## Short exercise a
Recast the rows that follow the Grodno battle article as a Markdown table with the columns Row and Line, giving each nonblank row its number and its text.

-- Start Excerpt provided --

- Battle of Grodno (1708): Part of the Swedish invasion of Russia during the Great Northern War
| Date | 27 January 1708 (O.S.) 28 January 1708 (Swedish calendar) 7 February 1708 (N.S.) |
| Location | Grodno, Trakai Voivodeship, Grand Duchy of Lithuania, Polish–Lithuanian Commonwealth53°40′N 23°50′E﻿ / ﻿53.667°N 23.833°E |
| Result | Swedish victory |

Belligerents
- Swedish Empire: Tsardom of Russia

Commanders and leaders
- Charles XII: Peter I

Strength
- 800: 9,000

Casualties and losses
- 11 killed 43 wounded: 150 killed 50 captured

= Battle of Grodno (1708) =

Battle of the Great Northern War in 1708

The Battle of Grodno (1708) was the first battle of the Swedish invasion of Russia on 26 January 1708, during the Great Northern War. Grodno was a city of the Polish–Lithuanian Commonwealth at this time.

-- End Excerpt provided --

## Short exercise b
Condense the paragraph of the Grodno battle article that begins "The Battle of Grodno (1708) was" into one shorter sentence that keeps its main facts.

-- Start Data supplied --

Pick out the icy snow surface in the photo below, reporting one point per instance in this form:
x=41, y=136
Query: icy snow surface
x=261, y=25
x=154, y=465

-- End Data supplied --

## Correct answer a
| Row | Line |
|---|---|
| 1 | Pick out the icy snow surface in the photo below, reporting one point per instance in this form: |
| 2 | x=41, y=136 |
| 3 | Query: icy snow surface |
| 4 | x=261, y=25 |
| 5 | x=154, y=465 |

## Correct answer b
Fought on 26 January 1708 at Grodno, then a city of the Polish–Lithuanian Commonwealth, the Battle of Grodno opened the Swedish invasion of Russia in the Great Northern War.